TASK REQUIREMENTS – Pick up the review of the Ipanemas album after its last sentence and keep writing it.

Led by septuagenarians Wilson Das Neves (percussion, vocals) and Neco (guitar), the band oozes smooth charm without lapsing into cliche. These two endow the group with a wealth of experience, having recorded and toured the likes of Elis Regina, Tom Jobim, Wilson Simonal, Jorge Ben, Chico Buarque and Elza Soares. Wilson also performs with the Rio samba troupe Orquestra Imperial.
At the risk of comparing apples and oranges, I find myself contrasting this album with the music of Eddie Palmieri, whose live show I caught last night. Eddie's band was tight and each member was at the top of his game, pumping out blistering solos on horns and percussion. But I found myself growing a little numb to the music, which seemed to come all at one temperature: hot. They provided too little dynamic variation. After a while, even on the most pleasant tropical afternoon one requires a cool drink.
The Ipanemas know cool. In contrast to Palmieri's boil, they simmer through the album's ten tracks. The rhythms are distinctly Latin, becoming distinctly Brazilian only (to my ear) when a bit of samba bubbles up, or when I recognize the soft syllables of Brazilian Portuguese in the vocals.

RAW DATA –
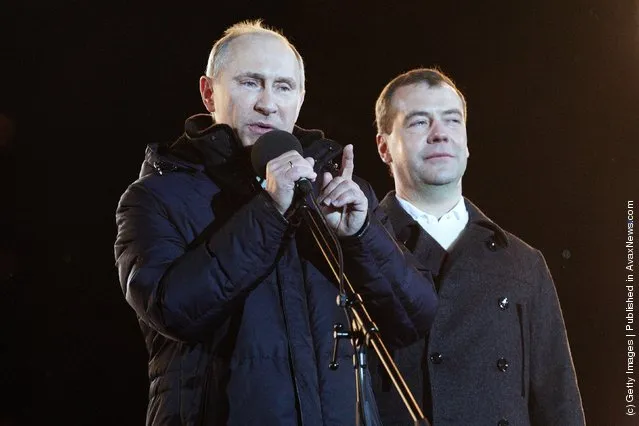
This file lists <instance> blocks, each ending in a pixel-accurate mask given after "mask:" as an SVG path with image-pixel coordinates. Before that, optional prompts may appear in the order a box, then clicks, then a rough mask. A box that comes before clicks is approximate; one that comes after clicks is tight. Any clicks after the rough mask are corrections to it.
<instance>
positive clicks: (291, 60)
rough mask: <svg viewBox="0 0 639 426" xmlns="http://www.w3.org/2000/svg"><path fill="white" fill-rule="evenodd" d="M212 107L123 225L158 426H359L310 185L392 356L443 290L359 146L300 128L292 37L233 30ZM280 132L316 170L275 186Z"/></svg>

RESPONSE TO THIS TASK –
Their music maintains deep roots in the Candomble spirituality that is Brazil's equivalent of Haiti's vudon or Cuba's santeria. "Those who sing samba," Wilson asserts," sing it in praises of the Orixas. Brazilian music is religion. For our forefathers it comes from religion. So really, samba is a religion in Brazil."
So here's a little taste of cool spirituality from the Ipanemas.
[mp3] The Ipanemas:
from the album Call of the Gods
(official release date April 15)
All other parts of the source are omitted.